┌─ RECORD LIST

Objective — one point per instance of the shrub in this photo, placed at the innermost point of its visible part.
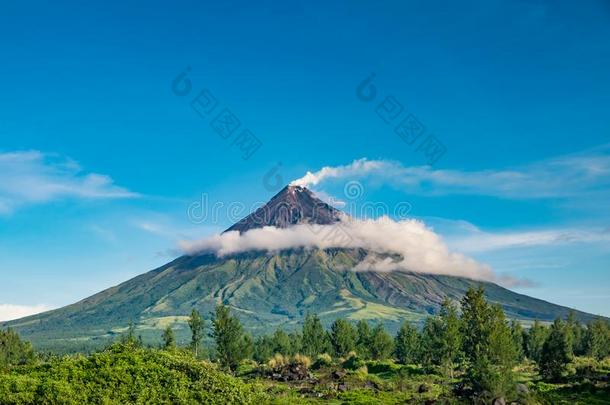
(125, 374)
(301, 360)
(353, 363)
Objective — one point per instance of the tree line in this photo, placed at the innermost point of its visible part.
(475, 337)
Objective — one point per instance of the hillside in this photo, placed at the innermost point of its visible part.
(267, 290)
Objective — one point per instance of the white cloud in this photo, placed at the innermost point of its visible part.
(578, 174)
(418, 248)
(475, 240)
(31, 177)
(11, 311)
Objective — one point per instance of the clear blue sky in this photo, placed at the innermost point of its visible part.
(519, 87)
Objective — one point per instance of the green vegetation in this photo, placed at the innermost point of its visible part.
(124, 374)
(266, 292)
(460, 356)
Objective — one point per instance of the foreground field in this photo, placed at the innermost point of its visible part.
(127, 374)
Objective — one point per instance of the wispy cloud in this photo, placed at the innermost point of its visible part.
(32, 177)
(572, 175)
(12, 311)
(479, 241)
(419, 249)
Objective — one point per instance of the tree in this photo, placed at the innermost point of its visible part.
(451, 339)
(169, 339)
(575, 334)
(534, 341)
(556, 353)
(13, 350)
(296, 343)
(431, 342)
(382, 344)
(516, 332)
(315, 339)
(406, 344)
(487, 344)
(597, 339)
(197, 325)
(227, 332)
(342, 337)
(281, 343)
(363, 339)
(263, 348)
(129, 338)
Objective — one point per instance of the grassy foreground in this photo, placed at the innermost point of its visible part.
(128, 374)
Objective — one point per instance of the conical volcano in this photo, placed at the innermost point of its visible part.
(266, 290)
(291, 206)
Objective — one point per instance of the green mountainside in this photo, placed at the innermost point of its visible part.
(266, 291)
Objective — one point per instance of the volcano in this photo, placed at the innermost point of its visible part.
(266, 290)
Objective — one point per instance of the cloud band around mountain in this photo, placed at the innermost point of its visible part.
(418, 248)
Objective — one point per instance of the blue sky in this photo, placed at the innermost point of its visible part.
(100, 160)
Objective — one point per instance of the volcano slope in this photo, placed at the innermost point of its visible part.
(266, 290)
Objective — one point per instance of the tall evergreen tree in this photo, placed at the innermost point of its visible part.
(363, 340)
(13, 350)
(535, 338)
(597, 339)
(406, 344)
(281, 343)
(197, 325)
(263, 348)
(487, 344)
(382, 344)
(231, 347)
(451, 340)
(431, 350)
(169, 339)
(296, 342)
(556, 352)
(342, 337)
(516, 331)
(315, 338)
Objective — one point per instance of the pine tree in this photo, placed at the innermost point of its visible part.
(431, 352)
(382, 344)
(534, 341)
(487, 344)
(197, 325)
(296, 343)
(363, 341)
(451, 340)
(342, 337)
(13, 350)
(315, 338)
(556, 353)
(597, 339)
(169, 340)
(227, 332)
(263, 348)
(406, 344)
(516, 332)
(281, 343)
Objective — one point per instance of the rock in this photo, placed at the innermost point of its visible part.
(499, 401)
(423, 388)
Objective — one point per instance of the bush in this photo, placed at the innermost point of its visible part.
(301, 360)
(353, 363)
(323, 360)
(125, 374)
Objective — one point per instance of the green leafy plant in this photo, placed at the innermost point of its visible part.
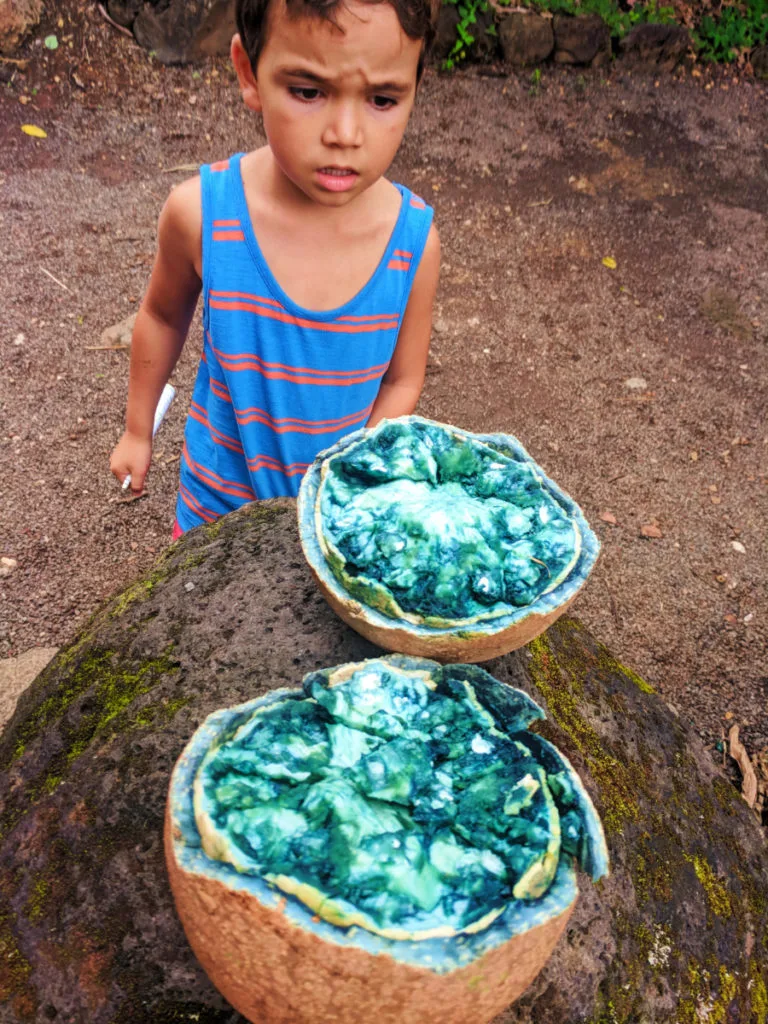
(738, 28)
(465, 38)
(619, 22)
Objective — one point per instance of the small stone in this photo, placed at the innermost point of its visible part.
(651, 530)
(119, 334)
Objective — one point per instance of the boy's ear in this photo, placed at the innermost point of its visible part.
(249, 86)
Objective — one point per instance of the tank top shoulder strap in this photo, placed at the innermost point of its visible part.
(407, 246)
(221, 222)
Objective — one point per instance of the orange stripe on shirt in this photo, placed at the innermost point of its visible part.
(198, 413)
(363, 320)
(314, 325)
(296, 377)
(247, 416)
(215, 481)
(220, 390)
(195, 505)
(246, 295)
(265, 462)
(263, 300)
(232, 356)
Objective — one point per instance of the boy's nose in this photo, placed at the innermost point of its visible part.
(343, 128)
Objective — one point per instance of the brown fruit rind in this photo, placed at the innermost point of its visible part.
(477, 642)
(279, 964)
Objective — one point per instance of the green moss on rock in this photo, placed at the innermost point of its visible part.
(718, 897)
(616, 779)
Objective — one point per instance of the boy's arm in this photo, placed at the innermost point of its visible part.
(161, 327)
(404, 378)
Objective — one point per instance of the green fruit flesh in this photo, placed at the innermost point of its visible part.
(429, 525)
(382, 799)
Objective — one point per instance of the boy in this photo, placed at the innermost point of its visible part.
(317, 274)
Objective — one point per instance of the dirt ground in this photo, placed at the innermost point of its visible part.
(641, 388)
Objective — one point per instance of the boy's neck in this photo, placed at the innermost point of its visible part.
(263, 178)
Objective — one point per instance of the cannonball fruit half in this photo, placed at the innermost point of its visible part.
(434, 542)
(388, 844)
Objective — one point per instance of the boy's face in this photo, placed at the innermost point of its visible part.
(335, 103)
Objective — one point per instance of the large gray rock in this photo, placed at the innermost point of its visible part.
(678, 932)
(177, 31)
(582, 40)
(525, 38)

└─
┌─ RECORD LIST

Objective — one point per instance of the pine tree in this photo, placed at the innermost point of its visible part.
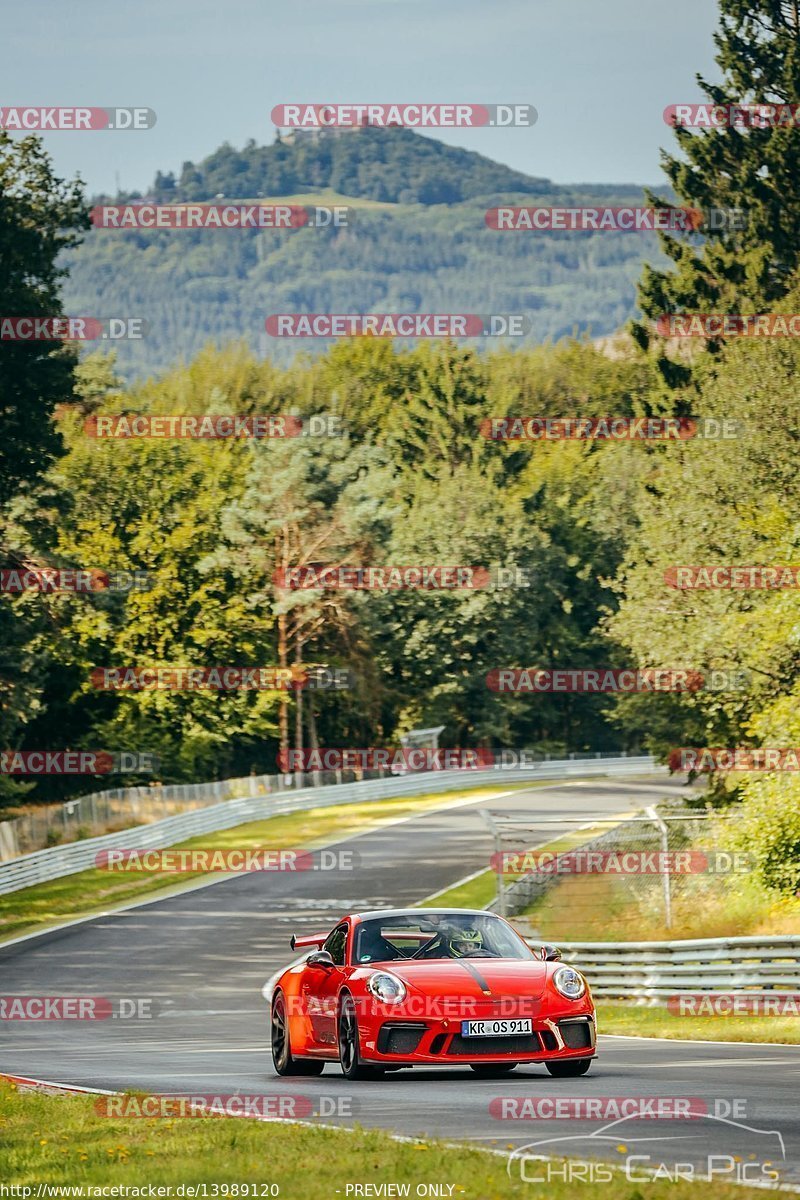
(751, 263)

└─

GIVEN INSTRUCTION: Count the lines in the rows above that contain the string "foreground", treating case as significant, and reply with the number alone.

RESULT FOR THIS EXERCISE: 2